**Aim of the task:** Please transcribe the listing below in full and word for word, without its pictures.

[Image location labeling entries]
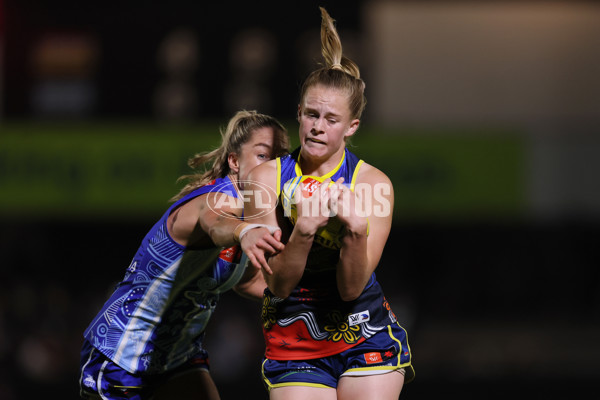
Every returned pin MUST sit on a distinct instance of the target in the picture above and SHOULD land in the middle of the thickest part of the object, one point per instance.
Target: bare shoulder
(372, 175)
(265, 172)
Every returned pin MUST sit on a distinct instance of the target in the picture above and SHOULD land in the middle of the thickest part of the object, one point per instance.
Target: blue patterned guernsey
(156, 317)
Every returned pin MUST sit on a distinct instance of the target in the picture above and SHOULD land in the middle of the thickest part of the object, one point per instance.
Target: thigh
(189, 384)
(302, 393)
(372, 387)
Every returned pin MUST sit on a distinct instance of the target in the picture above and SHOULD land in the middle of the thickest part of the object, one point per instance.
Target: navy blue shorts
(102, 377)
(384, 352)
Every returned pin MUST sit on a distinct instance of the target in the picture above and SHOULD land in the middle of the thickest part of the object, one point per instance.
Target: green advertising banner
(84, 170)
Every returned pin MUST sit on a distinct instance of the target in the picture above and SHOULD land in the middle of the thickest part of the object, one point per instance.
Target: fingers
(260, 262)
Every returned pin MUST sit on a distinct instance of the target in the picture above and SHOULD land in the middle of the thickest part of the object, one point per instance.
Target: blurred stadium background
(486, 115)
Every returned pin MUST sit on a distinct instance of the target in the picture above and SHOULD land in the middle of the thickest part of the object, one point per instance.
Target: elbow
(349, 294)
(280, 292)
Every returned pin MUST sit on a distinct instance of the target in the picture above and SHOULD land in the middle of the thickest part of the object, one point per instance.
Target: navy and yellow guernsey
(313, 321)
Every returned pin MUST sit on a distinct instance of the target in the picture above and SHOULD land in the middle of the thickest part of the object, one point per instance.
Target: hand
(258, 244)
(345, 205)
(314, 211)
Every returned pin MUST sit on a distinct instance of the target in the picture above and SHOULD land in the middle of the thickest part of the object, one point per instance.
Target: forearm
(353, 269)
(252, 288)
(222, 232)
(288, 266)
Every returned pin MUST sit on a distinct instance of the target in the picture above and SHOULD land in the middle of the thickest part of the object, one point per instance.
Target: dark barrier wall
(491, 309)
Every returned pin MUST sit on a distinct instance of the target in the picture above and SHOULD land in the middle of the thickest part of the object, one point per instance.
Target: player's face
(255, 151)
(325, 122)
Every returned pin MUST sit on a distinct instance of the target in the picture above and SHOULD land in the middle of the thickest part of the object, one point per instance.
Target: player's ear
(234, 162)
(353, 128)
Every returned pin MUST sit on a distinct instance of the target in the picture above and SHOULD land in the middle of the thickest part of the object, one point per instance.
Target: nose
(318, 126)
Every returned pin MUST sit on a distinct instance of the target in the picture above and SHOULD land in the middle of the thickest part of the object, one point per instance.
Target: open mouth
(315, 141)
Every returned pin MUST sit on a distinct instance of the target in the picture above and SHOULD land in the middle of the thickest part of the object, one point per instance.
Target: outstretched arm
(367, 230)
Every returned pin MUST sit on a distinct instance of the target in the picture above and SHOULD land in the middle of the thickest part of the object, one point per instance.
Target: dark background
(495, 307)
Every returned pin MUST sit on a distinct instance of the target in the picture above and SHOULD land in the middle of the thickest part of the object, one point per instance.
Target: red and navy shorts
(384, 352)
(102, 377)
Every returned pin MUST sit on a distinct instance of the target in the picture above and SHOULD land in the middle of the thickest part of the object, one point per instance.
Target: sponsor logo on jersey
(358, 318)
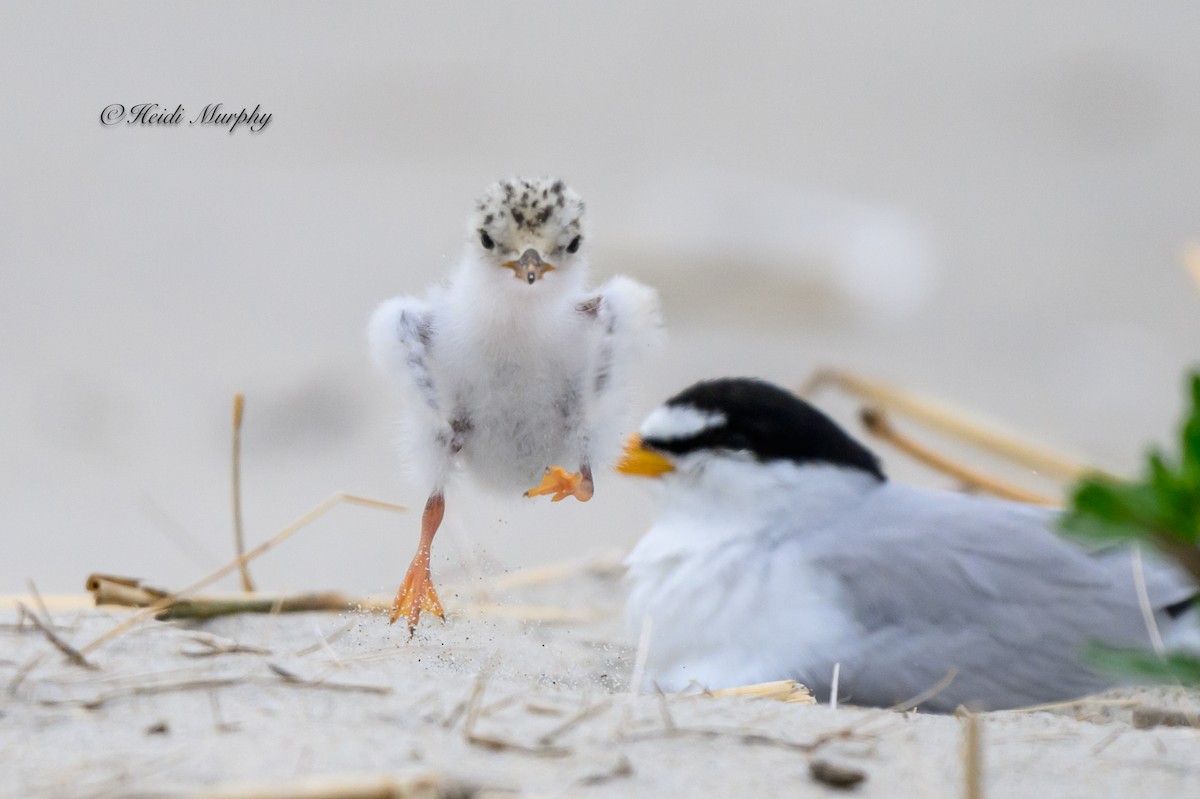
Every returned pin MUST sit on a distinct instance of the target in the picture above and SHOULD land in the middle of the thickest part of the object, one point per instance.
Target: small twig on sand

**Result of this exercise:**
Every returned pin MUST sit on a distinct instance of the target in the picture above and SHOULD land in the middle of the thickest part of the object, one point per instance.
Target: bare shoulder
(372, 175)
(265, 172)
Every returned pin MUST sit on a distinct instance of the target in the picture above and SHOULD land in the middle of the thickest part of the object, one point per instance.
Target: blue patterned guernsey
(156, 317)
Every returned pin MUST sit on a distinct instance of the target in the picture above and SHOULD land in the middle of the thickest part of the object, one point per instance.
Target: thigh
(189, 384)
(302, 393)
(372, 387)
Every returned pin MUST sit on a distinct instance of the target in the picture above and SHOULD land in the middle of the thickest part of the object, one point per instance.
Target: navy blue shorts
(102, 377)
(384, 352)
Every returned pin MUST sit on a distinct instance of the target in the picture above and SHOULD land in the middle of the thickest part of the object, one point per instance.
Target: green advertising banner
(84, 170)
Every returned pin MUST sit on a distinct instance of the target in the picture above and SHOULD land in the middle of the thickest part of the object, one point per instance.
Target: fingers
(260, 262)
Every returned pin MUST sit on a distinct instance of the target in the picture above and SHOULD land in the middle of the thickest part of the object, one point per instance.
Target: blurred stadium background
(486, 115)
Every returned pin MUST sit on a distinct instance of the target in the picture above and SHOULD land in the middle of the thickest part of the object, one point per instance.
Target: elbow
(349, 294)
(280, 292)
Every returned pin MUST sit on a distinct instance of the target in the picture above and SHOULD land in the middle of the thickest part of the object, one point per instance.
Target: navy and yellow guernsey
(313, 321)
Every returned pin MUST sit on a distinct instance of the target in the picture above and SHOULD land in the middle of the thickest part of the object, one point per instance.
Target: hand
(258, 244)
(345, 205)
(314, 211)
Every returned pin MUST sit on a distinct instance of the target in the picture above and SHOULD land in the middle of the thickest part of the object, one point per instance.
Target: forearm
(353, 269)
(252, 288)
(222, 232)
(288, 266)
Every returned pin MUST sit on a distinct instance of the target in the picture above and SHOULD land in the middle of the thickest part of the object, one point per instance.
Target: dark barrier wall
(491, 309)
Every returned pin MUST sit on a distinct instance of the target in the picture above and SHOULD land in the middle of the thickest part of the object, one point per instance.
Target: player's face
(255, 151)
(325, 122)
Every returned pin MUST sit on a distinct instance of the target in the picture above and SHOULD land in the middle of the thickest part of the object, one point per instance.
Target: player's ear
(234, 162)
(353, 128)
Every returned pin MUST sit on a distinct instance of the target in the picture above and SHOULD land in the middle of the thickest part of the object, one point per instance.
Target: nose
(318, 126)
Every returned pin MUST sit on a distinct instance of the target in the picture above and SHOULD land in the middle of the thickest part of the object, one point per instance.
Target: open mouth
(315, 141)
Every returned pin MUST sit on a distinct instance of the target in the picture above and SHOULD land in the middle of the thickest part of the object, one point per instance.
Target: outstretched arm
(367, 230)
Every returned pin MUST sit on a distinct instance of the target in the picture above and SHOULD land in the middle of the thickest part of the object, one point per instance.
Target: dark background
(495, 307)
Every returned pin MUST sit on a distinct instance of the target in the picture above and SHOULD land in the middle of the thickest part of the object, one point per instance.
Target: red and navy shorts
(384, 352)
(102, 377)
Every returned pin MUST sit on a distinct instance of the target in the picture above and SHOULD land in the middle of the thickest part of the object, one point per instance.
Target: sponsor logo on jersey
(358, 318)
Every returned pin MUST sit on a distinct instance of the target in the picture above and SHOULD land in the middle of the thickest part of the object, one point per instance.
Target: small twig on sand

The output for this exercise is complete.